A look at how a year of remakes, reboots and comebacks have set the trend for the Ninth-Generation console era.
A Year of Remakes has set the Landscape for the Ninth-Gen Era
The end of 2020 brought us the start of the Ninth-Generation and beginning of the end for the Eighth-Generation consoles. Such a moment also gives one the chance to look back at the many titles that defined the era while trying to be optimistic for the future. The Eighth-Generation was an era defined by the ambitious vision of studios wanting to bring their stories to life. This trend was thanks to the success of Grand Theft Auto V followed by the launch of The Witcher III and Metal Gear Solid V.
I don’t expect this trend to die in Ninth-Generation era but I do expect it to be scaled back. This is because of two major trends in the last few years. The most obvious has been the greater awareness of crunch and the impact it has on ones mental health along with the company culture and the overall quality of the game. The second (but overlooked) trend has been the popularity of retro games and the success of numerous remakes in the last few years.

*Records for processing*:
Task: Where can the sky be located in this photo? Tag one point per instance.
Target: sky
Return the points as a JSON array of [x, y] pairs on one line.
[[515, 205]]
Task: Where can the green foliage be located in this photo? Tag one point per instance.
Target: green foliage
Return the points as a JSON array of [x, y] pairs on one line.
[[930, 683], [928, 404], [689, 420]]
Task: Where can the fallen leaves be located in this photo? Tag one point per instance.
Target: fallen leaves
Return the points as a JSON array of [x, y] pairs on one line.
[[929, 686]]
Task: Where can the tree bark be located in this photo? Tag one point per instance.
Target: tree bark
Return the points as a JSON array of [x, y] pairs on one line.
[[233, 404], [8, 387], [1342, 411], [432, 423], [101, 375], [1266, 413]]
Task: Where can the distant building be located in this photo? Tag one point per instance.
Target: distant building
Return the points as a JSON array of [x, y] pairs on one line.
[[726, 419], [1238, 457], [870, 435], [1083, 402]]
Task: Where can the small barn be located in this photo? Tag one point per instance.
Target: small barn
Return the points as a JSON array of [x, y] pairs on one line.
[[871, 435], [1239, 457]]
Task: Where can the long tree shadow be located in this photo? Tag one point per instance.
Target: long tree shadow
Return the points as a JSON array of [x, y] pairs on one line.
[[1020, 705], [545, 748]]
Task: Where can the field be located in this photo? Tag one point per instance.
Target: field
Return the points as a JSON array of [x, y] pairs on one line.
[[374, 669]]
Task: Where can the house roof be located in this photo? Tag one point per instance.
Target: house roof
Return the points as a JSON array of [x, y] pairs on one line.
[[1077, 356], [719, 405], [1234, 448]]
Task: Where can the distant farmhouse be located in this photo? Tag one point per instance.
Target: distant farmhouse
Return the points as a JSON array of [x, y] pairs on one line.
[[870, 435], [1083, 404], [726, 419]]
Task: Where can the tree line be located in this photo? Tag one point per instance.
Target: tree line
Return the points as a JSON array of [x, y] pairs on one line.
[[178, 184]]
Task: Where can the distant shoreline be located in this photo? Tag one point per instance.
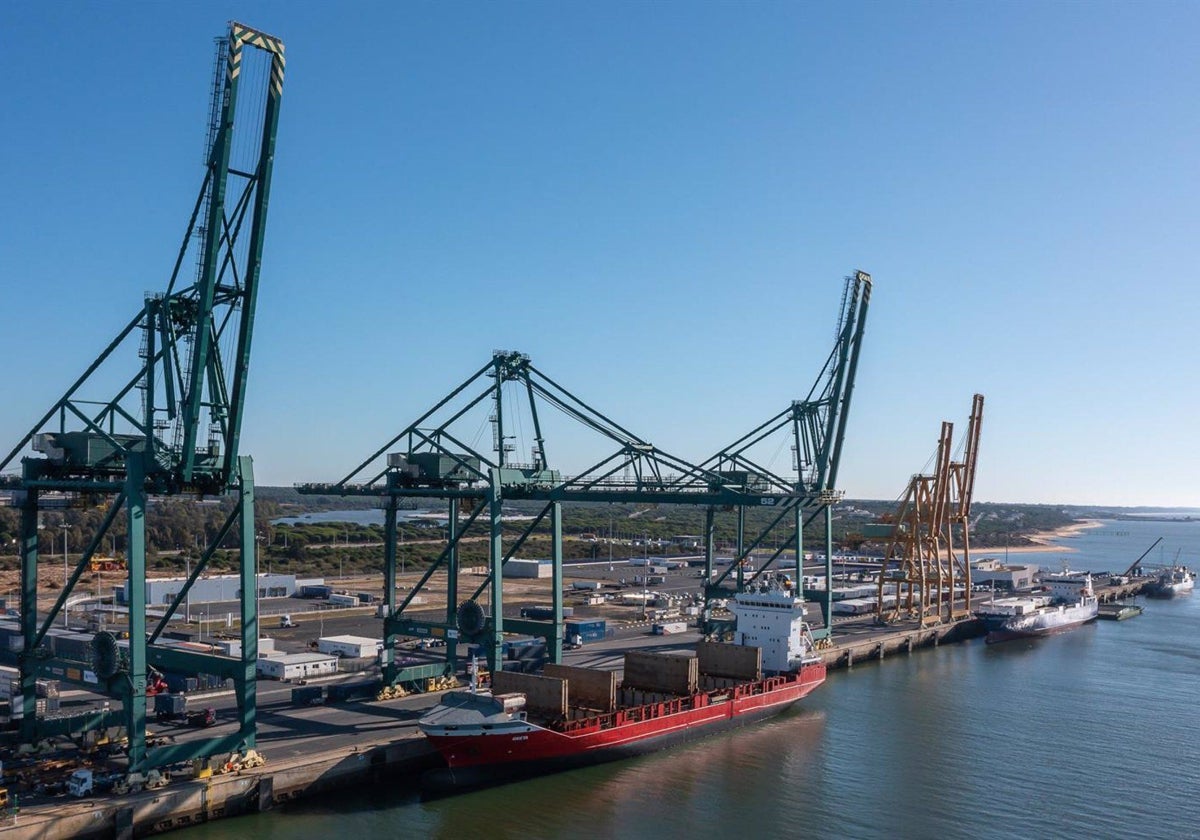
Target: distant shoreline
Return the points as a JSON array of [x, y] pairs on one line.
[[1045, 539]]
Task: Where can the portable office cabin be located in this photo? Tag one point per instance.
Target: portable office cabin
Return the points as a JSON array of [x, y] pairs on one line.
[[297, 666]]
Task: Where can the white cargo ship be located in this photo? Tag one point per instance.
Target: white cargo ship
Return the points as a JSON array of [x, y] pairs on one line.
[[1068, 603]]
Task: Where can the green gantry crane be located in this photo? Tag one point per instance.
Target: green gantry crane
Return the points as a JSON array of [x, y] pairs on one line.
[[172, 429], [431, 460], [816, 430]]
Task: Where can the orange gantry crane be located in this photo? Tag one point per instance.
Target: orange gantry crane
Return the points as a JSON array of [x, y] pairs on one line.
[[925, 574]]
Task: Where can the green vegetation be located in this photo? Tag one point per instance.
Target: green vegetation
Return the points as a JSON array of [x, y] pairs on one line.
[[178, 531]]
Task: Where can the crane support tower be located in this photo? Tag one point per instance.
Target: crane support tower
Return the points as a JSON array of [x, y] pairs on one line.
[[431, 459], [927, 567], [816, 429], [172, 429]]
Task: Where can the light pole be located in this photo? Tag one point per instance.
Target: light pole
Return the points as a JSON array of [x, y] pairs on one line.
[[65, 609]]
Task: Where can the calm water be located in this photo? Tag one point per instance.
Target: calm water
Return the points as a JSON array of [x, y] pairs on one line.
[[1092, 733]]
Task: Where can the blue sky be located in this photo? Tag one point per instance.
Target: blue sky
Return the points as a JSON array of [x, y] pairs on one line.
[[657, 202]]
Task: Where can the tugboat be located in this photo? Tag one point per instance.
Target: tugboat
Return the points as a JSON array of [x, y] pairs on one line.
[[1174, 581], [570, 717]]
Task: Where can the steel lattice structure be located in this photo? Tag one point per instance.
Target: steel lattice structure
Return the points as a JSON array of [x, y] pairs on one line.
[[173, 424], [431, 459]]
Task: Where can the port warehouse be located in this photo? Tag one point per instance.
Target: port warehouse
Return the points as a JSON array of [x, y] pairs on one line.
[[216, 588]]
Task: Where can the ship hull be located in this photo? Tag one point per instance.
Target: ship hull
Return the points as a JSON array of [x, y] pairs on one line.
[[1170, 589], [526, 750], [1043, 625]]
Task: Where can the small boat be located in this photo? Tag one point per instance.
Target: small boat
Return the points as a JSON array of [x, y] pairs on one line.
[[1069, 603], [1174, 581]]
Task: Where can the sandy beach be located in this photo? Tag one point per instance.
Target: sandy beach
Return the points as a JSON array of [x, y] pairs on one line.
[[1045, 539]]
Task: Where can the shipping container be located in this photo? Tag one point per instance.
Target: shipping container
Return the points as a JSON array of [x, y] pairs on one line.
[[169, 705]]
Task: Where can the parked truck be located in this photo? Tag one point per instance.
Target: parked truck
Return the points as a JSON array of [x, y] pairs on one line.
[[173, 707]]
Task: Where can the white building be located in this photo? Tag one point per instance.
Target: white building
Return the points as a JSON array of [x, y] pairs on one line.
[[520, 568], [162, 591], [297, 666], [1012, 577], [349, 646]]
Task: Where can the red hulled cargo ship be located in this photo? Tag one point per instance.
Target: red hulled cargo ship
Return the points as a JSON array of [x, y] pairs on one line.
[[570, 717]]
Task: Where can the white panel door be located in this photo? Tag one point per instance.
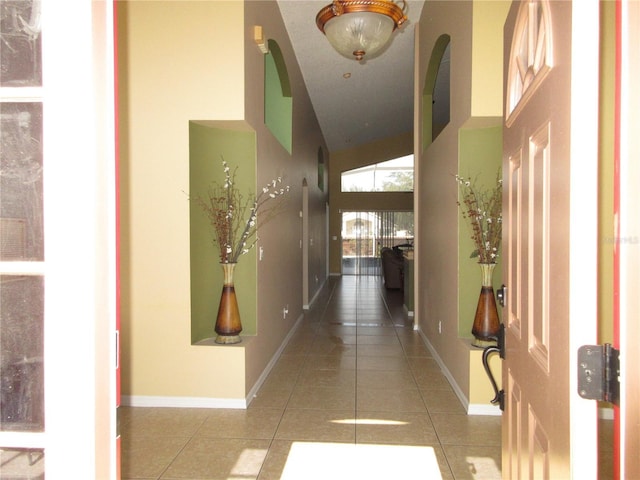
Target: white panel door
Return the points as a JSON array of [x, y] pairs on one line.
[[550, 237]]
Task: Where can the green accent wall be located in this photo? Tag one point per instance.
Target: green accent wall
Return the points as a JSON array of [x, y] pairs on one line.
[[428, 135], [278, 104], [480, 156], [209, 142]]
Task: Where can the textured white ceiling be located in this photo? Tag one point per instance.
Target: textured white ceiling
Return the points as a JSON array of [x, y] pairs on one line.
[[376, 101]]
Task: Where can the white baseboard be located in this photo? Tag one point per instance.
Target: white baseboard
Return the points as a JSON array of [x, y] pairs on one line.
[[272, 362], [315, 297], [456, 388], [182, 402], [483, 409], [207, 402]]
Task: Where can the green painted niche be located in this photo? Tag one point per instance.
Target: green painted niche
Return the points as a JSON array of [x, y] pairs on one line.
[[480, 156], [436, 95], [209, 142], [278, 103]]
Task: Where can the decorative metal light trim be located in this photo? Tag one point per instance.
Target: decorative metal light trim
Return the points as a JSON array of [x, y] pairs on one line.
[[343, 7]]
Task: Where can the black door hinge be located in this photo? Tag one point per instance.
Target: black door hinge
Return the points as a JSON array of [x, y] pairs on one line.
[[599, 373]]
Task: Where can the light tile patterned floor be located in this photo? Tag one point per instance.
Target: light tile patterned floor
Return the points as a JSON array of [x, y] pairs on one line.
[[354, 373]]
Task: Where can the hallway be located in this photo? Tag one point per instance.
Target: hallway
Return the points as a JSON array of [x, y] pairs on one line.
[[354, 372]]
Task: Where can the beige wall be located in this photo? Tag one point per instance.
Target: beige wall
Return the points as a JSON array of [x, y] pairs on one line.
[[280, 273], [476, 90], [182, 61], [356, 157]]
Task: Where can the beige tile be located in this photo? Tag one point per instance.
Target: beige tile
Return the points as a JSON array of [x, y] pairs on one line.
[[255, 423], [424, 364], [181, 422], [327, 329], [331, 348], [336, 339], [272, 396], [323, 398], [385, 330], [280, 381], [411, 350], [382, 363], [445, 469], [442, 401], [454, 429], [330, 362], [317, 425], [380, 351], [327, 378], [288, 364], [378, 340], [149, 456], [395, 428], [376, 399], [475, 462], [297, 348], [210, 458], [276, 460], [385, 379]]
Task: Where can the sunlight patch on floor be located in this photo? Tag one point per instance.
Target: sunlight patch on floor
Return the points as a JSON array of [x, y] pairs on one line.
[[338, 461], [368, 421], [484, 466]]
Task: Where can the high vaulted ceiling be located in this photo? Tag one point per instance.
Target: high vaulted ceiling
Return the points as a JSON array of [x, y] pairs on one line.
[[355, 102]]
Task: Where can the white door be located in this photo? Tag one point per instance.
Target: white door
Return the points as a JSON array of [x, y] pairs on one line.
[[628, 238], [57, 226], [550, 237]]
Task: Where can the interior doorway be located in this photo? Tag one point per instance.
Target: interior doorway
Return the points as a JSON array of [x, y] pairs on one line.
[[366, 233]]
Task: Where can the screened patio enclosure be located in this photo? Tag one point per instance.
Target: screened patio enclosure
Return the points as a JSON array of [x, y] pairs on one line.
[[365, 234]]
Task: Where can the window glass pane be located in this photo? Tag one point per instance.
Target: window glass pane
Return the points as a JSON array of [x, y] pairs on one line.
[[21, 463], [20, 46], [391, 176], [21, 353], [21, 225]]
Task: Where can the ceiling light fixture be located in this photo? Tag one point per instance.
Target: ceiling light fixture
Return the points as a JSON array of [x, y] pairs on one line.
[[358, 27]]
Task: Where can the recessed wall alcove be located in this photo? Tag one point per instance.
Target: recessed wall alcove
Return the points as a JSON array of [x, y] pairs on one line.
[[436, 95], [278, 102], [480, 157], [209, 143]]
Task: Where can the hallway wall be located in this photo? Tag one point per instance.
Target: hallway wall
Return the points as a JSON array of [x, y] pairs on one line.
[[475, 29], [343, 160], [193, 60]]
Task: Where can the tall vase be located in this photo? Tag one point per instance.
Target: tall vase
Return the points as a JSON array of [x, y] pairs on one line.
[[486, 323], [228, 325]]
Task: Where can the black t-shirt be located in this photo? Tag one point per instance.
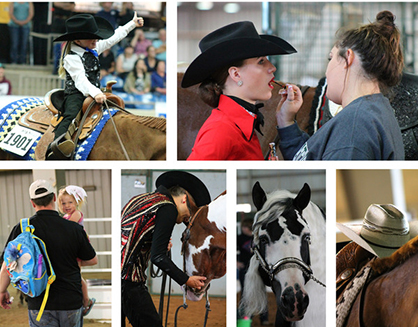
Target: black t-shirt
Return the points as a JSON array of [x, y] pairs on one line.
[[65, 242], [165, 220]]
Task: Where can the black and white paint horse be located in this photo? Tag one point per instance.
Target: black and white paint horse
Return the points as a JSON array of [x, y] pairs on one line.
[[289, 256]]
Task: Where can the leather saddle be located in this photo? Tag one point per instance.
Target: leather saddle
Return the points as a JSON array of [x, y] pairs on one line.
[[350, 260], [46, 117]]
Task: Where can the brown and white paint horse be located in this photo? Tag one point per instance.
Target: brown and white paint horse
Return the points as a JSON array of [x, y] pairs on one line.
[[204, 245], [391, 297]]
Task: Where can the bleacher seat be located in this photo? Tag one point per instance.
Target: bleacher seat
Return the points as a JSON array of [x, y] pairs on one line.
[[119, 82]]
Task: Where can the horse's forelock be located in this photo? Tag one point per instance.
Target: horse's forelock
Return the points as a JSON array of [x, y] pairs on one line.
[[276, 204]]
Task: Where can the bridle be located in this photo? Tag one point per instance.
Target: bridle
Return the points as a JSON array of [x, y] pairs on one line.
[[184, 241], [285, 263]]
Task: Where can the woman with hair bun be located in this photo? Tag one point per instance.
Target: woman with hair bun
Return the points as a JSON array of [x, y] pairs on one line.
[[234, 73], [364, 64]]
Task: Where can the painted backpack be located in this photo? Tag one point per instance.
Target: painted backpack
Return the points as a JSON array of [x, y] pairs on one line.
[[27, 264]]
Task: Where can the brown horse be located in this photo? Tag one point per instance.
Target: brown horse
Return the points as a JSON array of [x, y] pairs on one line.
[[204, 245], [144, 138], [192, 113], [391, 298]]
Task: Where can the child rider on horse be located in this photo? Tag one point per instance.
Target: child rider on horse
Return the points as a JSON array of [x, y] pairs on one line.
[[80, 67]]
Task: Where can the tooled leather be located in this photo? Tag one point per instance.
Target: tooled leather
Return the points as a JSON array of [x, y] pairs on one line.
[[349, 261]]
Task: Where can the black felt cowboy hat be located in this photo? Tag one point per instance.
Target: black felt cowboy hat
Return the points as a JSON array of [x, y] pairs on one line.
[[189, 182], [228, 44], [86, 27]]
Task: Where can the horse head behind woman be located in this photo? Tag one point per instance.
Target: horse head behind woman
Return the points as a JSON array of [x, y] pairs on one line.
[[204, 245], [289, 247], [192, 113]]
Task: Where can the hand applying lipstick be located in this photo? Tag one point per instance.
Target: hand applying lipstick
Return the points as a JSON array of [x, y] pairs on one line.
[[289, 105]]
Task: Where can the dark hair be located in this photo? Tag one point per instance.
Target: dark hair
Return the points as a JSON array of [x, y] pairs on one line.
[[247, 222], [379, 46], [177, 190], [45, 200], [211, 89], [145, 73]]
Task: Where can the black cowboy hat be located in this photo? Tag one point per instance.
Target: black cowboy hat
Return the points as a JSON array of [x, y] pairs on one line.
[[189, 182], [86, 27], [228, 44]]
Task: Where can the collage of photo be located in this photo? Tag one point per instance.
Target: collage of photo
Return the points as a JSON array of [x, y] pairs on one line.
[[291, 125]]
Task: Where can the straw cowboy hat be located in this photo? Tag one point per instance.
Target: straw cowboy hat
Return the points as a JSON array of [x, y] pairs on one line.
[[189, 182], [383, 231], [228, 44], [86, 27]]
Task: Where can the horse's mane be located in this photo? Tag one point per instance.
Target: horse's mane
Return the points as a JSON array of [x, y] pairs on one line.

*Actions to take*:
[1] Rewrite the article on remakes and the Ninth-Gen era from "A look at how" down to "Gear Solid V.", swapping "studios" for "developers".
[2] Output everything in the listing from the line containing "Task: Where can the leather" down to the line containing "[[189, 182], [228, 44], [86, 27]]", both included, as a numbered list with blank lines omitted.

*Results for the exercise*:
[1]
A look at how a year of remakes, reboots and comebacks have set the trend for the Ninth-Generation console era.
A Year of Remakes has set the Landscape for the Ninth-Gen Era
The end of 2020 brought us the start of the Ninth-Generation and beginning of the end for the Eighth-Generation consoles. Such a moment also gives one the chance to look back at the many titles that defined the era while trying to be optimistic for the future. The Eighth-Generation was an era defined by the ambitious vision of developers wanting to bring their stories to life. This trend was thanks to the success of Grand Theft Auto V followed by the launch of The Witcher III and Metal Gear Solid V.

[2]
1. Task: Where can the leather saddle be located in this photo? Tag one point per instance.
2. Target: leather saddle
3. Return the points as a JSON array of [x, y] pairs on one line.
4. [[350, 260], [46, 117]]
5. Task: Where can the brown and white paint horse be located in this photo? Tag one point per instance.
6. Target: brown and white paint horse
7. Return the points as a JSON array of [x, y] pairs on one line.
8. [[204, 245], [391, 297]]
9. Task: Where can the bleacher seat be located in this photo? Tag one point per instance.
10. Target: bleacher seat
11. Return the points as a JSON array of [x, y] pairs on one line.
12. [[119, 82]]
13. Task: Where can the horse's forelock be located in this photo? Tag one point per instance.
14. Target: horse's forelock
15. Return the points as a JSON array of [x, y] pairs on one line.
16. [[276, 204]]
17. Task: Where can the bridle be located in this photo? Tag one point per instance.
18. Target: bridle
19. Return the points as a JSON array of [x, y] pairs on one line.
20. [[184, 241], [285, 263]]
21. Task: Where can the woman with hair bun be located in this photo? Tag one point per instance.
22. Target: woman with hair bun
23. Return the points as a JSON array of [x, y] pairs on one line.
24. [[234, 73], [364, 64]]
25. Task: Where can the painted backpack be located in this photo? Tag one point per instance.
26. Target: painted backpack
27. Return the points as a JSON array of [x, y] pairs on one line.
28. [[27, 264]]
29. Task: Where can the brown horse be located in this photo? Tag one point per instance.
30. Target: brown horse
31. Return the points as a JSON array of [x, y] pairs on one line.
32. [[204, 245], [144, 138], [192, 113], [391, 298]]
33. Task: Where can the child rider on horse be located in this photo? Tag one point per instance.
34. Target: child rider on horse
35. Return the points as a JSON array of [x, y] pairs on one line.
36. [[80, 67]]
37. Task: Where can the tooled leather be located in this photo? Tag one point per instance.
38. Target: tooled leather
39. Return the points as a JSON array of [x, y] pairs on one line.
40. [[349, 261]]
41. Task: Where can the black felt cowboy hat be located in this photo? Tag one point per instance.
42. Target: black felt cowboy hat
43. Return the points as a JSON array of [x, y] pairs on one line.
44. [[189, 182], [228, 44], [86, 27]]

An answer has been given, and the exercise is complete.